In my seemingly never-ending quest to acquire long range rifles, I initially skipped over the .308. My first real distance rifle was my .300 Win Mag project. More recently, I had the opportunity to pick up a .338 Lapua. The problem is that shooting the .300 Win Mag isn’t a cheap proposition, and the .338 is even worse. I decided that I wanted to get something that was a bit cheaper to shoot, but I didn’t really want another bolt action gun. And my interest in military rifles eventually brought me around to the M14, or more specifically, the semi-auto version of the M14, which Springfield Armory was only too happy to provide (in exchange for a fair amount of cash) in the form of an M1A . . .
In some ways, the venerable M14 is a bit like the odd child in the otherwise happy family of mainline military weapons. It had a rather short lifetime as the main service rifle of U.S. forces, serving in that capacity for only eleven years (1958-1970). It missed the Korean War by four years and while it saw service during the first part of the Vietnam War, by the mid 1960’s it was being phased out in favor of the new M16 for front line infantrymen.

> [GIVEN REQUEST]: Please write out the stretch of the M1A rifle article from "In some ways, the" through "front line infantrymen.".

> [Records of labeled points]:
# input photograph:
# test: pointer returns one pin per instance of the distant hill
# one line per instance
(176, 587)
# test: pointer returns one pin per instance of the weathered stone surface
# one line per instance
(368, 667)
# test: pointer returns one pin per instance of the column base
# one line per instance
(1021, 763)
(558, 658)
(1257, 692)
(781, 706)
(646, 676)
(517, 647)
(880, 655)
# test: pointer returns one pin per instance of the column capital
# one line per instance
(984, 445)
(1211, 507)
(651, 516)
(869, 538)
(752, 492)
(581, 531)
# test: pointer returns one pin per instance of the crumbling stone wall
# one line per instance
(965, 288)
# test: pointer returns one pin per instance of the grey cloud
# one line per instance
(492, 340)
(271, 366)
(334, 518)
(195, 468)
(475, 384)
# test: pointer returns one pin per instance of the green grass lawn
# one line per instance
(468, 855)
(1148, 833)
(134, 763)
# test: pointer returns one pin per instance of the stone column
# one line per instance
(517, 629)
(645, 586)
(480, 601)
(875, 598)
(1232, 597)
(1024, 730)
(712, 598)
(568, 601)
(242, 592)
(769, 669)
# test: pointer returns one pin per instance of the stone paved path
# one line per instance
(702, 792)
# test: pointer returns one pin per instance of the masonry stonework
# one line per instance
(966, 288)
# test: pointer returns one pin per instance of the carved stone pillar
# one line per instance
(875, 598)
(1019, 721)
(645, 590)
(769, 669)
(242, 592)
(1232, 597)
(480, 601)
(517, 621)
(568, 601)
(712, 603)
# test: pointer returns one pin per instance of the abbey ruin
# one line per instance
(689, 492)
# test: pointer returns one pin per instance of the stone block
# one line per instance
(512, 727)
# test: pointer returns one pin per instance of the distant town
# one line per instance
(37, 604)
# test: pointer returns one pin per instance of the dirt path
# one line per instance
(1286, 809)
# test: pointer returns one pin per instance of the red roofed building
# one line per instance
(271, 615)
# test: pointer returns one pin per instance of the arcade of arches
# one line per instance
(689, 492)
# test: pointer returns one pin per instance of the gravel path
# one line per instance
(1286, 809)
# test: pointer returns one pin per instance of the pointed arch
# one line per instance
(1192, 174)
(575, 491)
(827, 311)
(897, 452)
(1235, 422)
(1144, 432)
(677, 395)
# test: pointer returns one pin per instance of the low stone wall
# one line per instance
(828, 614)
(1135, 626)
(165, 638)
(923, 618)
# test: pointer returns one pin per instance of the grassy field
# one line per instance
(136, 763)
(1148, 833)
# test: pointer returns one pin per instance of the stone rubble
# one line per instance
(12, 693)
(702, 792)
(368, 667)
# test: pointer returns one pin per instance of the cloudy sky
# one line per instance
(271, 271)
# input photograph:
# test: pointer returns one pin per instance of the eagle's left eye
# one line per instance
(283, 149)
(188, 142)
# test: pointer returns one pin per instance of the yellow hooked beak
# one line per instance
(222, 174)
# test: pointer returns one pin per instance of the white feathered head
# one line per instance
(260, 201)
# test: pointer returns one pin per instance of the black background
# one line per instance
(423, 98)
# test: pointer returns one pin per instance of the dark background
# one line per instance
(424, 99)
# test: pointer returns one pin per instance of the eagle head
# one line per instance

> [IN RESPONSE]:
In some ways, the venerable M14 is a bit like the odd child in the otherwise happy family of mainline military weapons. It had a rather short lifetime as the main service rifle of U.S. forces, serving in that capacity for only eleven years (1958-1970). It missed the Korean War by four years and while it saw service during the first part of the Vietnam War, by the mid 1960’s it was being phased out in favor of the new M16 for front line infantrymen.